### Task goal
Gather every line in the material below that contains the word "blurred" and copy each one in full. Case counts.
· · · ·
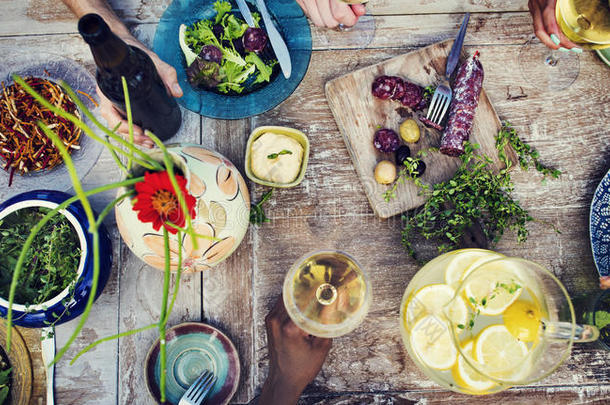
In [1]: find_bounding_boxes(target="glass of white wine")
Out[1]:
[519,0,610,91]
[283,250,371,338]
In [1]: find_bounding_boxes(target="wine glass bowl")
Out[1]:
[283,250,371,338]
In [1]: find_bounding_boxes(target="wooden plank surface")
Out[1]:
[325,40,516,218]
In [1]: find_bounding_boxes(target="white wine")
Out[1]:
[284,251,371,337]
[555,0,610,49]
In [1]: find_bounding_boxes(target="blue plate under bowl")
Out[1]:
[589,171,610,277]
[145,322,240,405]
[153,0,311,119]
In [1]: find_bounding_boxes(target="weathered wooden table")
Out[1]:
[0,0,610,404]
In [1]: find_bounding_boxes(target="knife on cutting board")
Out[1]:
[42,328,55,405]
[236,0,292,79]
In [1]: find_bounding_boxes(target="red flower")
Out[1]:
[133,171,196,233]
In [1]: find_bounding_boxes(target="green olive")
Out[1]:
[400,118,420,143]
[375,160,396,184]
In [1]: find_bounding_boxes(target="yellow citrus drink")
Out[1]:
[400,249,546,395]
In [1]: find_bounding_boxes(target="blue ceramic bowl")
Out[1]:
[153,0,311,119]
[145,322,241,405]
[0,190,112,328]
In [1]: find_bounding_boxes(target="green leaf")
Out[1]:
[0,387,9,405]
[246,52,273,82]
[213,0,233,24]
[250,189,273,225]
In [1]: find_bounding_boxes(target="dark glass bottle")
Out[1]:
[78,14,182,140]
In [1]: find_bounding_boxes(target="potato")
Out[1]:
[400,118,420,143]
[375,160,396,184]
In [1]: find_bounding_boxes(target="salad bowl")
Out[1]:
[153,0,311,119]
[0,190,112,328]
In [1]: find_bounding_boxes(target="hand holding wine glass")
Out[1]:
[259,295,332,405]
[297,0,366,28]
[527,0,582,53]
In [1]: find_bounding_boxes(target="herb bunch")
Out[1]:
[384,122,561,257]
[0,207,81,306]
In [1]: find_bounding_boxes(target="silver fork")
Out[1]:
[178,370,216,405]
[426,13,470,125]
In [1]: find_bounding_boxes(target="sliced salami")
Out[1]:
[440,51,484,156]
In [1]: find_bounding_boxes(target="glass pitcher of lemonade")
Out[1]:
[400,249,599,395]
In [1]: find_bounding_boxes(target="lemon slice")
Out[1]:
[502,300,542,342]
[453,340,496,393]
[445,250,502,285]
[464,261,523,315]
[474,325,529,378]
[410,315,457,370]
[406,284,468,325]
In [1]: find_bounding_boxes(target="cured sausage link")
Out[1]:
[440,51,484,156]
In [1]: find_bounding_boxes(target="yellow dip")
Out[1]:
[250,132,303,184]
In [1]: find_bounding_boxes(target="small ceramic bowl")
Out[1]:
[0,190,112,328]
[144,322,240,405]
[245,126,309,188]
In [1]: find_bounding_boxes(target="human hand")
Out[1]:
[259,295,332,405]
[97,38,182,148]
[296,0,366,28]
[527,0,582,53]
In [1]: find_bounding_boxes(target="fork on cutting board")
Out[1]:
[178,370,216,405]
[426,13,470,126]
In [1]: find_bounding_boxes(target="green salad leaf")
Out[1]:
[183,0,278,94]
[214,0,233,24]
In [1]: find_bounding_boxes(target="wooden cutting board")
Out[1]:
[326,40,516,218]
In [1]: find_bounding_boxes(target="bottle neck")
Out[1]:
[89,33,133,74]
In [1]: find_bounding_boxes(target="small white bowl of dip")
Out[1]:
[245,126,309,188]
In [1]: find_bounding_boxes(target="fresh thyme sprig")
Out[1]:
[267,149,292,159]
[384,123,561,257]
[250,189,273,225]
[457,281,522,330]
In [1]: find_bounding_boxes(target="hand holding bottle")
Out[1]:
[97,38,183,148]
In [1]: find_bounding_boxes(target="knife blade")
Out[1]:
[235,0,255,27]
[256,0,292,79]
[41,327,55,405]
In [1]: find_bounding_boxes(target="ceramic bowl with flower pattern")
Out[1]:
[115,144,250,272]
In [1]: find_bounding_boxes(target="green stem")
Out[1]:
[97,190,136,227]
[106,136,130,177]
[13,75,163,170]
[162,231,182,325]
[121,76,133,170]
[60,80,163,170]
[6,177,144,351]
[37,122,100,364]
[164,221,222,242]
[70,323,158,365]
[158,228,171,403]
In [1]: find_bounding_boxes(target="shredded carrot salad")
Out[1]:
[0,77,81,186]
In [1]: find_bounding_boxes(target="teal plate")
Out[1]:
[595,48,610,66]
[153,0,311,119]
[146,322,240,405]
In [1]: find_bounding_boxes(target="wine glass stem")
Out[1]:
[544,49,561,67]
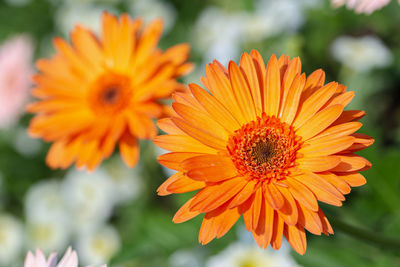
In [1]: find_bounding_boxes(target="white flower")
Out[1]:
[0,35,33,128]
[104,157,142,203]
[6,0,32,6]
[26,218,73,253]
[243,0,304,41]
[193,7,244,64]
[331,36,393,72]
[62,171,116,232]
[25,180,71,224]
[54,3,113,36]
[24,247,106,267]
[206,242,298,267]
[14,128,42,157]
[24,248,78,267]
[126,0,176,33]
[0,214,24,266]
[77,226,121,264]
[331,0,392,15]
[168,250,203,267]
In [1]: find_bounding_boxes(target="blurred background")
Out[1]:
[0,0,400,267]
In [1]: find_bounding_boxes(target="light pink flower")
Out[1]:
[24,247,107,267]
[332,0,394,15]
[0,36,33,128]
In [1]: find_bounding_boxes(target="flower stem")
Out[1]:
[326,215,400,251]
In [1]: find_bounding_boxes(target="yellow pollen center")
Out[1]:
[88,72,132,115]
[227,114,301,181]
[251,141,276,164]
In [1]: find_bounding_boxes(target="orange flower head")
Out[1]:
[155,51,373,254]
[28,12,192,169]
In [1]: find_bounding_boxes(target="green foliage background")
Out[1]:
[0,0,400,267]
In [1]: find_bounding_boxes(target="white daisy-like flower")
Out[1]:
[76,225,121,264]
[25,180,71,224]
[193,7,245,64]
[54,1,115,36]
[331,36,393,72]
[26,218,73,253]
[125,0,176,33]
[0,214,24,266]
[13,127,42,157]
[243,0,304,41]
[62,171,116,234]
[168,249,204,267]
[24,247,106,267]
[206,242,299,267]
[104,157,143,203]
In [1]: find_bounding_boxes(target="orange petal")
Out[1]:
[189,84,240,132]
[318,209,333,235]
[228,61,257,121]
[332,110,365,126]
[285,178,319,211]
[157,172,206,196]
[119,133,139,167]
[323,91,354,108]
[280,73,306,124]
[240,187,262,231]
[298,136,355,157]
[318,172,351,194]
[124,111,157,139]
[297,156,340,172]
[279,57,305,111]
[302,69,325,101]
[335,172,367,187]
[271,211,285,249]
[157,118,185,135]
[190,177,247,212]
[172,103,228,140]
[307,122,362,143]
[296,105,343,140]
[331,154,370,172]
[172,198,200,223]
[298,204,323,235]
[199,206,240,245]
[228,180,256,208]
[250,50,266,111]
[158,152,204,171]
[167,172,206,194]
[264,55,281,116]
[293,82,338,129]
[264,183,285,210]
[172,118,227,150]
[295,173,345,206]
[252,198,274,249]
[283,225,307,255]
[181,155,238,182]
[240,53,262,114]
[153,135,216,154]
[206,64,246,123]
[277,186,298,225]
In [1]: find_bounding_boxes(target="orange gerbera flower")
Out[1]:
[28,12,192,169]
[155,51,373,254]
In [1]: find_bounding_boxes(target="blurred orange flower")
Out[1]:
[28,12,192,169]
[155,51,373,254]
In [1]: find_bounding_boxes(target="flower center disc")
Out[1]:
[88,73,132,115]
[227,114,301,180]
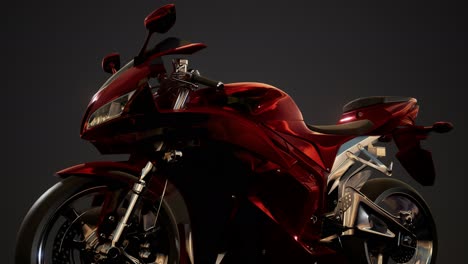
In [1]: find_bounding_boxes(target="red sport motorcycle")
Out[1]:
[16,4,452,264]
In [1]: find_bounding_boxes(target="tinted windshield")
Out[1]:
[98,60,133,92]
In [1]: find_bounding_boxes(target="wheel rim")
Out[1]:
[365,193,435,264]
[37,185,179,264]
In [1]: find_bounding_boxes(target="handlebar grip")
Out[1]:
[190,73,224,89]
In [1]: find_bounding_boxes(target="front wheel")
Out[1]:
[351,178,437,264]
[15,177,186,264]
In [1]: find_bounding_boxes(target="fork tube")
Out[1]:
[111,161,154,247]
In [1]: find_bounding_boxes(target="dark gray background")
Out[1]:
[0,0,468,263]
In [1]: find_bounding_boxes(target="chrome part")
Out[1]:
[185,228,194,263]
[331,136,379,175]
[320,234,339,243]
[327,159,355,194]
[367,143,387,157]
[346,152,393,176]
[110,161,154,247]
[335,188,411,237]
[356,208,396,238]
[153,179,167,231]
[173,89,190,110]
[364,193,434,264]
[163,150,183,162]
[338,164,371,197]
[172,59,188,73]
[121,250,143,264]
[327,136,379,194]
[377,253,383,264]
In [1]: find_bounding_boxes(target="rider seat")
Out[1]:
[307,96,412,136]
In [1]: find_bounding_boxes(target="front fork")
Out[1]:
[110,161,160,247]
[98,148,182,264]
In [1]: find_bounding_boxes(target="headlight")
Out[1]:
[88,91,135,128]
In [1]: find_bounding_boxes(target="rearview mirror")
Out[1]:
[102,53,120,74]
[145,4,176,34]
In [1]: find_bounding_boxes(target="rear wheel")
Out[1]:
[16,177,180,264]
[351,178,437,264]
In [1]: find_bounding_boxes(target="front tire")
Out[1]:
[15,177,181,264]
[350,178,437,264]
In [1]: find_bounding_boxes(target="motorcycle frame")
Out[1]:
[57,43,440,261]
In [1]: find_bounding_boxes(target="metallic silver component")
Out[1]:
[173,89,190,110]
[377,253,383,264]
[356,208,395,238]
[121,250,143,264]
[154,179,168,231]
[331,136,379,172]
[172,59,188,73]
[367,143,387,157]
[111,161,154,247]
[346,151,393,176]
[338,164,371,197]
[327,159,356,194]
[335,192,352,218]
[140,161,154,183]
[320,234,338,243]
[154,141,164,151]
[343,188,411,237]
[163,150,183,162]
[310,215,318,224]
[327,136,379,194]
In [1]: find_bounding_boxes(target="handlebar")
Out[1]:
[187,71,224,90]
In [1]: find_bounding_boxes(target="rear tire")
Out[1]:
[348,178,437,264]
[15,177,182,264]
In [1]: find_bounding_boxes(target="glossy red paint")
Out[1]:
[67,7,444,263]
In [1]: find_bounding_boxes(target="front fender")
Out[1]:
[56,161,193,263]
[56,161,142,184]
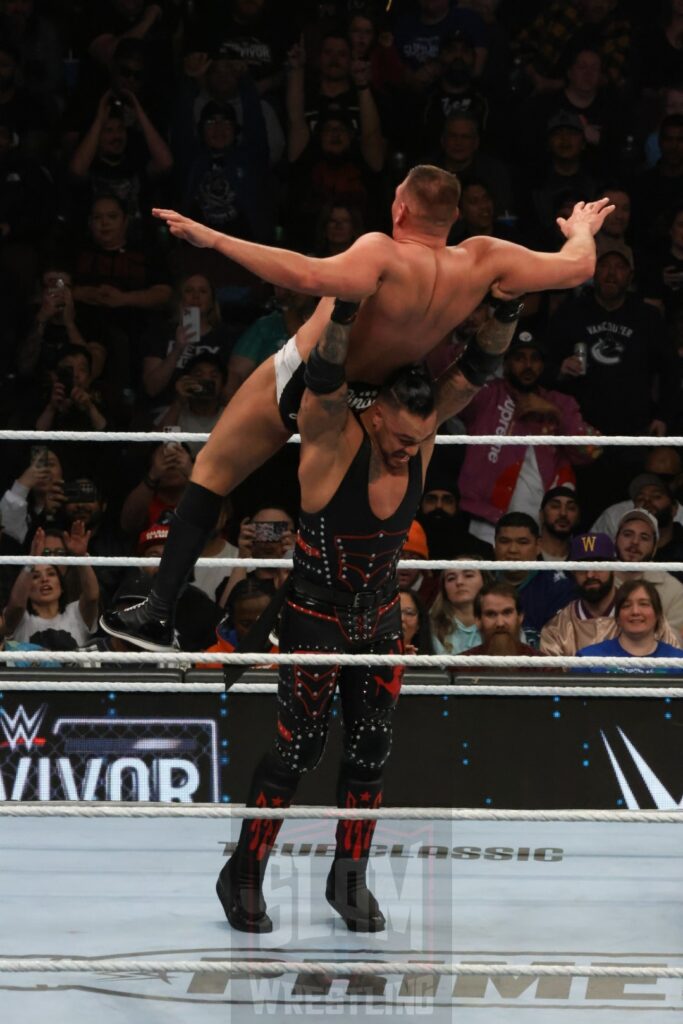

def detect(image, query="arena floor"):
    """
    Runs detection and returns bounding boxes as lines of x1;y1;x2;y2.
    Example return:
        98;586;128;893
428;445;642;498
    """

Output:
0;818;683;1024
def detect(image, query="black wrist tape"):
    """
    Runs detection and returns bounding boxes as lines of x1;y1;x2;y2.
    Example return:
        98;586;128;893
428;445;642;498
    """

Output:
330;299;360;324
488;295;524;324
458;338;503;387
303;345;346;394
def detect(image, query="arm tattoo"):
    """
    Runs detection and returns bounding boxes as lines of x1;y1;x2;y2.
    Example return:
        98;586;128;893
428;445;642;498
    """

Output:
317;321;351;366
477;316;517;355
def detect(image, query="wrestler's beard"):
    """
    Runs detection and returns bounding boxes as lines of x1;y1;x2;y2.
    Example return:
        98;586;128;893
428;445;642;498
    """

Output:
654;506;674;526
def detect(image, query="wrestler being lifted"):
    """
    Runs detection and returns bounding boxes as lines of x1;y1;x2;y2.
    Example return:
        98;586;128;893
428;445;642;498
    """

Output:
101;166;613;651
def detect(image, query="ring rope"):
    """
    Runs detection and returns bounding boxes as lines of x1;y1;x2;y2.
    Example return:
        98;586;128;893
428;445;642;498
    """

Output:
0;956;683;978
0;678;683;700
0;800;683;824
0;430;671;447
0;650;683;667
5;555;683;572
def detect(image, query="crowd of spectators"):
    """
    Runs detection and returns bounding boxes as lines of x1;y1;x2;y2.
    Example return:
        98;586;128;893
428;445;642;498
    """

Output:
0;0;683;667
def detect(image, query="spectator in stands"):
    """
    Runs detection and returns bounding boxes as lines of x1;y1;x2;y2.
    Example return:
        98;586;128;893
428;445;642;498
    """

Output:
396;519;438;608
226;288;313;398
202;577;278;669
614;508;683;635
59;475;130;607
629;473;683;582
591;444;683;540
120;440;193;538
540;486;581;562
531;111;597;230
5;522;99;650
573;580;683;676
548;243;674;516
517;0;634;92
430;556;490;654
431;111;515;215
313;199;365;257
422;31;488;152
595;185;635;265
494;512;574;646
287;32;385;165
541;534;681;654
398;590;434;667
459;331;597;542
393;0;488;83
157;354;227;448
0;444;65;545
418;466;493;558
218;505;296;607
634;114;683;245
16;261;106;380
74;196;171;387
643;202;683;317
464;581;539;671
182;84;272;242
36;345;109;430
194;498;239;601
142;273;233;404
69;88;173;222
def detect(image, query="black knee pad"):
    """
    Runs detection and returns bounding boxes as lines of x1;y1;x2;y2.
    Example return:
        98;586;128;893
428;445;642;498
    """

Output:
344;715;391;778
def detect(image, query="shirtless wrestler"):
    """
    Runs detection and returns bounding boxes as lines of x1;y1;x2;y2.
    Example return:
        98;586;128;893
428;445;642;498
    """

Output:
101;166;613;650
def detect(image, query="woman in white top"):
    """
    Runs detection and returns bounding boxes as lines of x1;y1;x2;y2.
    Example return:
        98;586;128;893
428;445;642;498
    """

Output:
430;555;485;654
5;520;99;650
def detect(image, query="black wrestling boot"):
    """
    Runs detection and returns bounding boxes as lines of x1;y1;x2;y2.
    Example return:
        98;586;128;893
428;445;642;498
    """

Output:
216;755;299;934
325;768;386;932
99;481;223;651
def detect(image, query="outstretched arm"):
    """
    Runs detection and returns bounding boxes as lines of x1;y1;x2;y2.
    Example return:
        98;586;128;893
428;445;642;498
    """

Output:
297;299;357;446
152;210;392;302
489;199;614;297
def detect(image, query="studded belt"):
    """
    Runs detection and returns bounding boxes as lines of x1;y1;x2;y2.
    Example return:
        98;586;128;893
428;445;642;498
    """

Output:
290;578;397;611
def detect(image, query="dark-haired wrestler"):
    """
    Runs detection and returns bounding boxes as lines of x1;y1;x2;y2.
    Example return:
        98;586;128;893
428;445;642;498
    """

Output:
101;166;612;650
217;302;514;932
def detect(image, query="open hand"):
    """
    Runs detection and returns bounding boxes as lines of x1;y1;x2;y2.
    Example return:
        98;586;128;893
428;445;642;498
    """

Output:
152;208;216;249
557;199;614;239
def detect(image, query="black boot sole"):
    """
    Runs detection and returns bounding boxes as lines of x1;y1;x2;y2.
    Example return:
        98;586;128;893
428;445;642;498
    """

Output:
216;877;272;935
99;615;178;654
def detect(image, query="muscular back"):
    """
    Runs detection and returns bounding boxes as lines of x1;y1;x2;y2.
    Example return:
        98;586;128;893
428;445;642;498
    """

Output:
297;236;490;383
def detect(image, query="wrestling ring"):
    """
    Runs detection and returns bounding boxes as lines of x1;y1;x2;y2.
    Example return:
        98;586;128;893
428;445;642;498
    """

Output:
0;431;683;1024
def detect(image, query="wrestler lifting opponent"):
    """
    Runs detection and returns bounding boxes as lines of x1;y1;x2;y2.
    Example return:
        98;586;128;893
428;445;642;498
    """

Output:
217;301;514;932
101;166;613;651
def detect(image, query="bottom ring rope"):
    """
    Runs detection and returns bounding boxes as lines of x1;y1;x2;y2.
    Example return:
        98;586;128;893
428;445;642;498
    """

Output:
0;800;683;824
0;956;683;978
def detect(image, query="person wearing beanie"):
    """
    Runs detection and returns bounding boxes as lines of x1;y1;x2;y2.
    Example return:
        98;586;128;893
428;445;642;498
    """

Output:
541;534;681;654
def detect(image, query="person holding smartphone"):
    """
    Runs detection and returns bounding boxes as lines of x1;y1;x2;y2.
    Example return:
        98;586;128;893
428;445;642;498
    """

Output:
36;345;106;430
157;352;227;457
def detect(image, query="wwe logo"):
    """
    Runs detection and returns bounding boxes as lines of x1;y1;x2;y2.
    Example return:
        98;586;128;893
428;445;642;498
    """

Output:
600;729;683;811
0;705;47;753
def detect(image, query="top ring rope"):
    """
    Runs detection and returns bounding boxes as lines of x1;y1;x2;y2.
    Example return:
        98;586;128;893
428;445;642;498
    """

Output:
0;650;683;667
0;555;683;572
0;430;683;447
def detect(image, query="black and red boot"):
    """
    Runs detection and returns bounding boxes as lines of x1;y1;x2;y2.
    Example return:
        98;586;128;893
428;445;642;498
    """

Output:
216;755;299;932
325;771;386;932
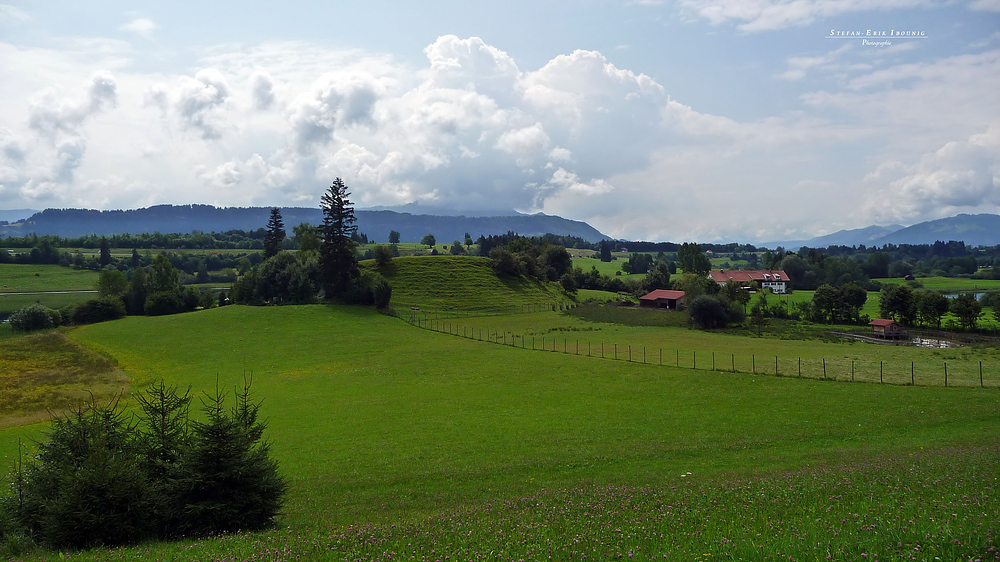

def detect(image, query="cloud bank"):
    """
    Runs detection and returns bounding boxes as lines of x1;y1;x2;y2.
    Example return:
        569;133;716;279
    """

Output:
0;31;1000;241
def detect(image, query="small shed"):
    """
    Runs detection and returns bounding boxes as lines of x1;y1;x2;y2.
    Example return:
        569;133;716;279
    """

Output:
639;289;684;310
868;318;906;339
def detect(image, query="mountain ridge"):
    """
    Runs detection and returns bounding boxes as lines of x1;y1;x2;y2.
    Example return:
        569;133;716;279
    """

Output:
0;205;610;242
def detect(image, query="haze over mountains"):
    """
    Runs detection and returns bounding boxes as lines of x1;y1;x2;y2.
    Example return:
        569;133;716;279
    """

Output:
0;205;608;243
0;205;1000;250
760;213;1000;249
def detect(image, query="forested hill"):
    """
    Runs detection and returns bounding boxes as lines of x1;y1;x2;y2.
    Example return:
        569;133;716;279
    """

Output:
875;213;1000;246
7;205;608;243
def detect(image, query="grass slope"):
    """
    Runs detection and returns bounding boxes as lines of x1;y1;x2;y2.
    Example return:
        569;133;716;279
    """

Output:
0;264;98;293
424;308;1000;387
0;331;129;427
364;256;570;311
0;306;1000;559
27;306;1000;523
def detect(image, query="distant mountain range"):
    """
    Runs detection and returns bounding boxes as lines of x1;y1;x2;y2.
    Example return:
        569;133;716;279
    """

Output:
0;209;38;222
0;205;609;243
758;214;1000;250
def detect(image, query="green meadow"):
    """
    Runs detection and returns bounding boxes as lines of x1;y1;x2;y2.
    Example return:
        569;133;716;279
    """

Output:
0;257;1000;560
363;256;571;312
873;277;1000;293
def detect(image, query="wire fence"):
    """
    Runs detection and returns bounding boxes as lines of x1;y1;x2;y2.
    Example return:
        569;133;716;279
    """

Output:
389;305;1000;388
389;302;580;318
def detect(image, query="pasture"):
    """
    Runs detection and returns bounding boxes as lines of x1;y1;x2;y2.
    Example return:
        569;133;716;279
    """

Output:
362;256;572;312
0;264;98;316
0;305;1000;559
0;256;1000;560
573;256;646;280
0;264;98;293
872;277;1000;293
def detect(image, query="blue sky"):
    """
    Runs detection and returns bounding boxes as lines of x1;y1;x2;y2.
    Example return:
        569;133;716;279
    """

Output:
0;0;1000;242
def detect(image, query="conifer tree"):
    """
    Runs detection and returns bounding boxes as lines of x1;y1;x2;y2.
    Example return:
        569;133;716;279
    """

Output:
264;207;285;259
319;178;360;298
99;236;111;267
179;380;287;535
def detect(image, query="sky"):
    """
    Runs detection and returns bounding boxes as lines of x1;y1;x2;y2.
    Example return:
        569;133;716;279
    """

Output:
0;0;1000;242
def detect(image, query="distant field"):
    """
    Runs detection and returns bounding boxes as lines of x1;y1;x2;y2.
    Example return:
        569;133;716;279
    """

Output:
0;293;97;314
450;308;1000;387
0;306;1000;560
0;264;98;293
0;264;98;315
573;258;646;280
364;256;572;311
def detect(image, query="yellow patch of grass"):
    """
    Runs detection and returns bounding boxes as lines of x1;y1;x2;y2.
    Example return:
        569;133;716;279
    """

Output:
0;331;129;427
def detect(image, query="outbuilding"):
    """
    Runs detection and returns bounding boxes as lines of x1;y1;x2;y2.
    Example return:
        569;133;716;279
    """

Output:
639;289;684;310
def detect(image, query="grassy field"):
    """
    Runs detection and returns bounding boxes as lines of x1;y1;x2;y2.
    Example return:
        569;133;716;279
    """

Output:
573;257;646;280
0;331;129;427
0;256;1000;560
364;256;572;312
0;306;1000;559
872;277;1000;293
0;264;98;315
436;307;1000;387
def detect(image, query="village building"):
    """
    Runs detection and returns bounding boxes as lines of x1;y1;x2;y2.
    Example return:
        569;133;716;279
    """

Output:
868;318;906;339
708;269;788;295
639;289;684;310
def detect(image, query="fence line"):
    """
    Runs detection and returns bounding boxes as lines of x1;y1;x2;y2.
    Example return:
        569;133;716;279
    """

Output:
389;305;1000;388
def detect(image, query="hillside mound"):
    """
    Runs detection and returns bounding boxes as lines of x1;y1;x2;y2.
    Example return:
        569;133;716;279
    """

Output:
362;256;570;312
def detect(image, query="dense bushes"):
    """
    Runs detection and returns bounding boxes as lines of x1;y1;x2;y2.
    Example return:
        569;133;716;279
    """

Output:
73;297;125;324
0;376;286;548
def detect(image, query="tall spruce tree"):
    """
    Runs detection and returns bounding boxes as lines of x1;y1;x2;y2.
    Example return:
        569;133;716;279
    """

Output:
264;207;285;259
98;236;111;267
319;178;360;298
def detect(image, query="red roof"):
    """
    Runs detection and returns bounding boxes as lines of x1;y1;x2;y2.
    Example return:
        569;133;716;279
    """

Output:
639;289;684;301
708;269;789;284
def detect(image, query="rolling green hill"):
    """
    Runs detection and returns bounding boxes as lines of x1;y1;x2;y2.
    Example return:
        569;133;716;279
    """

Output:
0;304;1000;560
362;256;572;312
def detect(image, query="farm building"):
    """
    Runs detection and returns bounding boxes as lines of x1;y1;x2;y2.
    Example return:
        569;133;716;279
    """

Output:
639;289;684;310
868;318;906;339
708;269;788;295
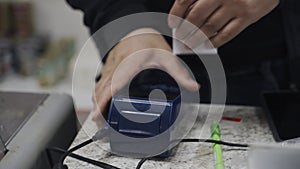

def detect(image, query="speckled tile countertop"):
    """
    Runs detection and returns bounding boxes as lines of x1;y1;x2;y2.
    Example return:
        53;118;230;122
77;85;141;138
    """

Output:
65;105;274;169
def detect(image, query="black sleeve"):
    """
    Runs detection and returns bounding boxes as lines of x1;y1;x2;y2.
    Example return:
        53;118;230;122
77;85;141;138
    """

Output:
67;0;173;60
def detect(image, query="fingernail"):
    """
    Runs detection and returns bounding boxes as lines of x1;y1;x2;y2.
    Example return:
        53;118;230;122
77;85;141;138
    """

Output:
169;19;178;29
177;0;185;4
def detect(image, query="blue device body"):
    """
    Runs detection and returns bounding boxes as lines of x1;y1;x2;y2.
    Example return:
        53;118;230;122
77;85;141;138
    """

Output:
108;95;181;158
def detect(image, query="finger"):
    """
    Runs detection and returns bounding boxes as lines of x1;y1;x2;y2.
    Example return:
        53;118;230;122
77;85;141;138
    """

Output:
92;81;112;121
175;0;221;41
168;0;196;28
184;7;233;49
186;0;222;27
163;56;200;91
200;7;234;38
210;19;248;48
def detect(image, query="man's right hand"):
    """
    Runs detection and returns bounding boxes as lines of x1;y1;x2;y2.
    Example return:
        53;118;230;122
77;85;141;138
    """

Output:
· · · ·
### Exercise solution
In [1]: find_bounding_boxes(target="blurred background")
In [1]: find_bounding_boxes(target="blurred orange flower")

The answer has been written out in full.